━━ Supplied data

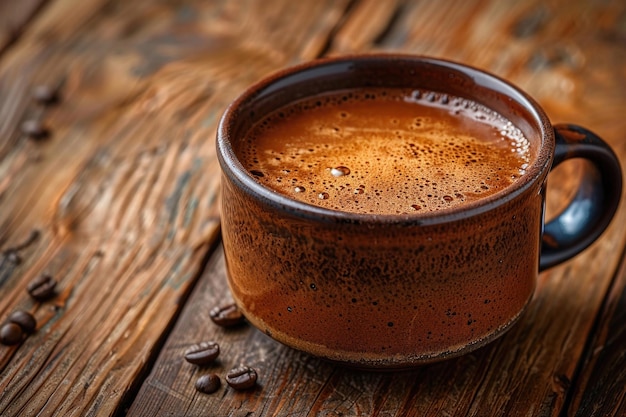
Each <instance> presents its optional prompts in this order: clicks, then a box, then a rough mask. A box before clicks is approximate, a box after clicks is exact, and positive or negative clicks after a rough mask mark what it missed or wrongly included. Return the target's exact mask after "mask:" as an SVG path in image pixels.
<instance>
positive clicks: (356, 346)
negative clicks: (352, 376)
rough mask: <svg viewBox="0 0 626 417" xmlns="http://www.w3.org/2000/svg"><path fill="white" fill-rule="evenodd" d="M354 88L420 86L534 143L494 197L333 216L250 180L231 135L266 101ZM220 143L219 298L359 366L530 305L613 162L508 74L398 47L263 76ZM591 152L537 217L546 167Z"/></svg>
mask: <svg viewBox="0 0 626 417" xmlns="http://www.w3.org/2000/svg"><path fill="white" fill-rule="evenodd" d="M356 87H402V88H415V89H427V90H430V91H437V92H442V93H446V94H450V95H453V96H457V97H464V98H468V99H471V100H473V101H475V102H478V103H481V104H483V105H485V106H487V107H489V108H491V109H493V110H495V111H497V112H499V113H500V114H502V115H503V116H504V117H506V118H507V119H509V120H510V121H512V122H513V123H514V124H515V125H516V126H517V127H518V128H519V129H520V130H521V131H522V132H523V133H524V135H525V136H526V137H527V138H528V139H529V140H530V141H531V150H532V162H531V164H530V166H529V168H528V169H527V170H526V173H525V174H524V175H523V176H522V177H521V178H520V179H519V180H518V181H516V182H515V183H514V184H513V185H512V186H510V187H508V188H506V189H505V190H504V191H501V192H498V193H496V194H493V195H491V196H488V197H486V198H484V199H480V200H478V201H475V202H472V203H468V204H464V205H462V206H460V207H456V208H450V209H446V210H439V211H436V212H429V213H420V214H411V215H374V214H355V213H347V212H341V211H333V210H328V209H324V208H321V207H317V206H313V205H309V204H306V203H303V202H299V201H296V200H293V199H290V198H289V197H287V196H285V195H282V194H278V193H276V192H273V191H271V190H269V189H268V188H265V187H263V186H262V185H260V184H259V183H258V182H256V181H255V180H254V178H253V176H252V175H251V174H250V173H249V172H247V171H246V169H245V168H244V167H243V165H242V164H241V163H240V162H239V161H238V159H237V157H236V155H235V153H234V151H233V144H235V143H237V141H239V140H242V138H243V137H244V136H245V133H246V132H247V131H248V130H249V129H250V127H251V126H252V125H253V124H254V123H255V122H256V121H258V120H259V119H261V118H263V117H264V116H265V115H267V114H268V113H269V112H271V111H272V110H274V109H276V108H278V107H281V106H283V105H286V104H288V103H291V102H293V101H295V100H298V99H301V98H304V97H309V96H313V95H315V94H319V93H323V92H329V91H335V90H341V89H347V88H356ZM217 149H218V157H219V160H220V164H221V167H222V170H223V175H222V236H223V244H224V252H225V256H226V265H227V270H228V280H229V285H230V289H231V291H232V295H233V297H234V299H235V301H236V303H237V304H238V306H239V307H240V308H241V310H242V311H243V313H244V314H245V316H246V317H247V319H248V320H249V321H250V322H251V323H252V324H253V325H255V326H256V327H257V328H259V329H260V330H262V331H264V332H265V333H267V334H268V335H270V336H271V337H273V338H275V339H276V340H278V341H280V342H282V343H284V344H286V345H288V346H291V347H293V348H296V349H299V350H302V351H305V352H309V353H311V354H314V355H317V356H320V357H323V358H326V359H330V360H333V361H338V362H341V363H344V364H348V365H351V366H356V367H362V368H384V369H395V368H406V367H411V366H415V365H419V364H423V363H428V362H432V361H436V360H441V359H445V358H450V357H454V356H457V355H460V354H463V353H466V352H469V351H472V350H474V349H476V348H478V347H480V346H483V345H485V344H486V343H488V342H490V341H492V340H494V339H495V338H497V337H498V336H500V335H502V334H503V333H504V332H505V331H506V330H507V329H509V328H510V326H511V325H512V324H513V323H515V321H516V320H517V319H518V318H519V317H520V314H521V313H522V311H523V310H524V308H525V306H526V305H527V304H528V303H529V300H530V299H531V297H532V295H533V291H534V288H535V281H536V278H537V274H538V272H539V270H541V269H544V268H547V267H550V266H553V265H556V264H557V263H560V262H562V261H564V260H566V259H568V258H570V257H572V256H574V255H575V254H577V253H578V252H580V251H581V250H583V249H584V248H585V247H587V246H588V245H589V244H590V243H592V242H593V241H594V240H595V239H596V238H597V237H598V236H599V235H600V234H601V233H602V231H603V230H604V229H605V228H606V226H607V225H608V223H609V222H610V220H611V218H612V216H613V214H614V212H615V210H616V208H617V204H618V202H619V197H620V193H621V178H622V176H621V170H620V166H619V162H618V160H617V158H616V157H615V155H614V154H613V152H612V151H611V150H610V148H609V147H608V146H607V145H606V144H605V143H604V142H602V140H600V139H599V138H598V137H597V136H595V135H594V134H593V133H591V132H589V131H587V130H585V129H582V128H580V127H577V126H571V125H560V126H556V127H553V126H552V125H551V124H550V122H549V120H548V118H547V116H546V115H545V113H544V112H543V110H542V109H541V108H540V107H539V106H538V105H537V104H536V103H535V102H534V101H533V100H532V99H531V98H530V97H528V96H527V95H526V94H525V93H523V92H521V91H520V90H518V89H517V88H516V87H514V86H512V85H511V84H509V83H507V82H506V81H503V80H501V79H499V78H497V77H495V76H493V75H490V74H487V73H484V72H482V71H479V70H476V69H473V68H470V67H467V66H464V65H460V64H457V63H452V62H448V61H442V60H436V59H430V58H425V57H416V56H403V55H364V56H352V57H343V58H334V59H326V60H319V61H314V62H310V63H306V64H303V65H300V66H297V67H293V68H290V69H287V70H284V71H282V72H280V73H277V74H274V75H272V76H270V77H268V78H266V79H264V80H263V81H261V82H259V83H258V84H256V85H254V86H252V87H251V88H250V89H248V90H247V91H246V92H244V93H243V95H241V96H240V97H239V98H238V99H237V100H236V101H235V102H233V103H232V104H231V106H230V107H229V108H228V109H227V111H226V112H225V114H224V116H223V118H222V120H221V123H220V126H219V130H218V136H217ZM574 157H582V158H586V159H588V160H589V161H590V164H588V165H589V168H588V169H587V170H586V171H585V175H584V178H583V180H582V182H581V185H580V189H579V191H578V194H577V195H576V196H575V197H574V199H573V200H572V202H571V203H570V205H569V206H568V208H566V209H565V210H564V212H562V213H561V214H560V215H559V216H557V217H556V218H555V219H553V220H552V221H550V222H549V223H546V224H544V219H543V217H544V216H543V210H544V204H545V192H546V177H547V175H548V172H549V171H550V170H551V169H552V168H553V167H554V166H556V165H557V164H558V163H560V162H562V161H563V160H566V159H569V158H574Z"/></svg>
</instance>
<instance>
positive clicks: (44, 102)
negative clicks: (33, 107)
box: [33, 85, 59, 104]
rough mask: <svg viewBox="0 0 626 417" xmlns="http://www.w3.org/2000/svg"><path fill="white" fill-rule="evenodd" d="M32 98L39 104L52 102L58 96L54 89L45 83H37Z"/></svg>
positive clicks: (33, 89)
mask: <svg viewBox="0 0 626 417" xmlns="http://www.w3.org/2000/svg"><path fill="white" fill-rule="evenodd" d="M33 98H34V99H35V101H37V102H38V103H40V104H54V103H56V102H57V100H58V98H59V96H58V93H57V91H56V90H55V89H53V88H52V87H50V86H47V85H38V86H36V87H35V88H34V89H33Z"/></svg>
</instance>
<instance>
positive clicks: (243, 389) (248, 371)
mask: <svg viewBox="0 0 626 417" xmlns="http://www.w3.org/2000/svg"><path fill="white" fill-rule="evenodd" d="M256 379H257V373H256V371H255V370H254V369H252V368H250V367H248V366H245V365H242V366H240V367H238V368H235V369H232V370H231V371H230V372H228V374H227V375H226V382H228V385H230V386H231V387H233V388H234V389H236V390H244V389H248V388H252V387H253V386H254V384H256Z"/></svg>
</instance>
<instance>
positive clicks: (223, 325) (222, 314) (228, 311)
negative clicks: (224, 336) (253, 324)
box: [209, 304, 245, 327]
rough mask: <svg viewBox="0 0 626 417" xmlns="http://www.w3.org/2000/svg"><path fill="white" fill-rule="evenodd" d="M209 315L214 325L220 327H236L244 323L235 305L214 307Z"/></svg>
mask: <svg viewBox="0 0 626 417" xmlns="http://www.w3.org/2000/svg"><path fill="white" fill-rule="evenodd" d="M209 315H210V316H211V320H213V322H214V323H215V324H217V325H219V326H222V327H232V326H236V325H238V324H241V323H243V322H244V321H245V318H244V316H243V314H241V311H239V308H237V305H236V304H228V305H225V306H221V307H219V306H218V307H215V308H214V309H213V310H211V311H210V313H209Z"/></svg>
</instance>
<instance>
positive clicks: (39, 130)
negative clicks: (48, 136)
mask: <svg viewBox="0 0 626 417" xmlns="http://www.w3.org/2000/svg"><path fill="white" fill-rule="evenodd" d="M22 133H24V134H25V135H28V136H30V137H31V138H33V139H42V138H44V137H46V136H47V135H48V129H46V127H45V126H44V124H43V123H42V122H41V121H39V120H35V119H32V120H26V121H25V122H24V123H22Z"/></svg>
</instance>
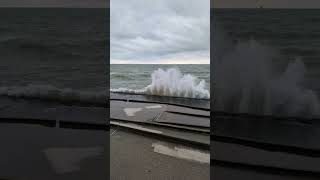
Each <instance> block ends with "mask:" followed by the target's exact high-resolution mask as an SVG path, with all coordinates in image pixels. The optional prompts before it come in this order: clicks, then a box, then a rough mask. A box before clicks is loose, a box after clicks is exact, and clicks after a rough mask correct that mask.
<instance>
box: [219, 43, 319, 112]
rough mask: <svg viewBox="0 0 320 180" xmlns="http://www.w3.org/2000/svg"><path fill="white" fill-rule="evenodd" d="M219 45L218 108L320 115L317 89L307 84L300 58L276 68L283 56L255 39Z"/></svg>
mask: <svg viewBox="0 0 320 180" xmlns="http://www.w3.org/2000/svg"><path fill="white" fill-rule="evenodd" d="M216 45H221V44H219V43H216ZM225 45H226V44H225ZM215 48H216V49H217V50H216V52H217V53H220V54H216V56H215V57H216V58H215V60H214V72H213V75H214V77H213V81H214V83H215V88H214V90H213V91H214V97H215V98H214V100H213V101H214V106H215V107H214V108H215V109H216V110H222V111H226V112H234V113H239V112H240V113H254V114H264V115H278V116H279V115H280V116H296V117H310V118H312V117H319V115H320V111H319V110H320V103H319V101H318V97H317V95H316V93H315V92H314V91H313V90H311V89H308V88H307V87H305V86H304V82H305V73H306V68H305V65H304V63H303V61H302V60H301V59H300V58H295V59H294V60H291V62H289V64H287V66H286V67H285V68H284V69H282V70H281V71H280V72H276V68H275V66H274V64H272V60H273V59H274V58H276V59H277V58H281V56H280V55H279V54H278V53H276V52H275V51H274V49H272V48H271V47H268V46H266V45H263V44H261V43H259V42H258V41H256V40H254V39H251V40H248V41H239V42H237V43H234V44H233V45H232V46H229V47H228V46H224V47H215ZM219 48H220V49H219Z"/></svg>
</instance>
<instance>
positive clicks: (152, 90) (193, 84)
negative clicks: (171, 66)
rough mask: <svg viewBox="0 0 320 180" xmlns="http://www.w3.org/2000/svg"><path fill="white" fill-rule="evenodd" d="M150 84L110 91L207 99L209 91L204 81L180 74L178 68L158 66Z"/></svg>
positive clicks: (112, 91)
mask: <svg viewBox="0 0 320 180" xmlns="http://www.w3.org/2000/svg"><path fill="white" fill-rule="evenodd" d="M151 80H152V82H151V84H150V85H148V86H147V87H145V88H143V89H137V90H134V89H127V88H118V89H111V90H110V91H111V92H118V93H132V94H147V95H158V96H173V97H184V98H197V99H209V98H210V92H209V90H207V89H206V82H205V81H204V80H199V79H198V78H197V77H194V76H192V75H191V74H182V73H181V72H180V70H179V69H176V68H169V69H167V70H163V69H161V68H159V69H158V70H155V71H154V72H153V73H152V74H151Z"/></svg>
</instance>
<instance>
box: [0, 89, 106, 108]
mask: <svg viewBox="0 0 320 180" xmlns="http://www.w3.org/2000/svg"><path fill="white" fill-rule="evenodd" d="M0 96H5V97H11V98H25V99H41V100H48V101H56V102H66V103H69V102H78V103H92V104H106V100H107V96H106V93H105V92H100V93H97V92H83V91H78V90H74V89H70V88H57V87H54V86H52V85H27V86H12V87H0Z"/></svg>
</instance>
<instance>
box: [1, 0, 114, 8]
mask: <svg viewBox="0 0 320 180" xmlns="http://www.w3.org/2000/svg"><path fill="white" fill-rule="evenodd" d="M108 6H109V0H0V7H83V8H85V7H88V8H92V7H95V8H106V7H108Z"/></svg>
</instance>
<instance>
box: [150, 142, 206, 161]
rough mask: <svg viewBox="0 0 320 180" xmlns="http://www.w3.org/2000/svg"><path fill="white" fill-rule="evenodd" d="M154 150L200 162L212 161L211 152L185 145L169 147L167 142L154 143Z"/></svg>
mask: <svg viewBox="0 0 320 180" xmlns="http://www.w3.org/2000/svg"><path fill="white" fill-rule="evenodd" d="M152 147H153V151H154V152H156V153H160V154H164V155H167V156H172V157H175V158H179V159H186V160H191V161H196V162H199V163H210V154H209V152H204V151H200V150H197V149H192V148H188V147H184V146H174V147H169V146H168V145H166V144H165V143H160V142H158V143H152Z"/></svg>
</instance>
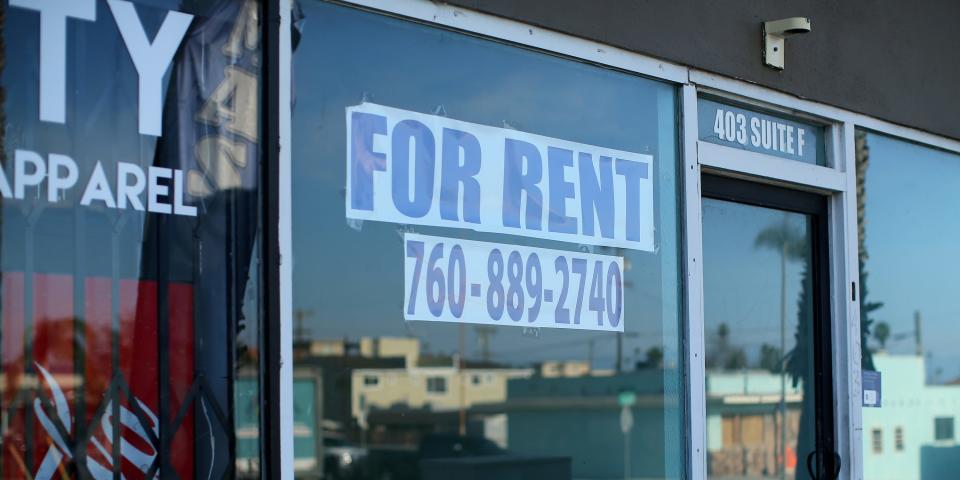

━━━━

Work required
Every line from the one containing "positive clicks: (112, 91)" through the end of the entries above is to be copied exactly; pictures are to be left out.

Solution to this task
positive clicks: (112, 91)
mask: <svg viewBox="0 0 320 180" xmlns="http://www.w3.org/2000/svg"><path fill="white" fill-rule="evenodd" d="M151 80H152V82H151V84H150V85H148V86H147V87H145V88H143V89H137V90H134V89H127V88H118V89H111V90H110V91H111V92H118V93H132V94H147V95H158V96H173V97H184V98H197V99H209V98H210V92H209V90H207V89H206V82H205V81H204V80H199V79H198V78H197V77H194V76H192V75H191V74H182V73H181V72H180V70H179V69H176V68H169V69H167V70H163V69H161V68H159V69H158V70H155V71H154V72H153V73H152V74H151Z"/></svg>
</instance>
<instance>
box: [0, 89, 106, 108]
mask: <svg viewBox="0 0 320 180" xmlns="http://www.w3.org/2000/svg"><path fill="white" fill-rule="evenodd" d="M0 96H5V97H11V98H25V99H41V100H48V101H56V102H66V103H69V102H78V103H92V104H106V100H107V96H106V93H105V92H100V93H97V92H83V91H78V90H74V89H70V88H57V87H54V86H52V85H27V86H12V87H0Z"/></svg>
</instance>
<instance>
box: [1, 0, 114, 8]
mask: <svg viewBox="0 0 320 180" xmlns="http://www.w3.org/2000/svg"><path fill="white" fill-rule="evenodd" d="M108 6H109V0H0V7H83V8H85V7H88V8H92V7H95V8H106V7H108Z"/></svg>
</instance>
<instance>
box: [150, 142, 206, 161]
rough mask: <svg viewBox="0 0 320 180" xmlns="http://www.w3.org/2000/svg"><path fill="white" fill-rule="evenodd" d="M154 150L200 162L212 161L211 152L185 145L169 147L167 142L154 143Z"/></svg>
mask: <svg viewBox="0 0 320 180" xmlns="http://www.w3.org/2000/svg"><path fill="white" fill-rule="evenodd" d="M152 147H153V151H154V152H156V153H160V154H164V155H167V156H172V157H175V158H179V159H186V160H191V161H196V162H199V163H210V154H209V152H204V151H200V150H197V149H192V148H188V147H184V146H174V147H169V146H168V145H166V144H165V143H160V142H158V143H152Z"/></svg>
</instance>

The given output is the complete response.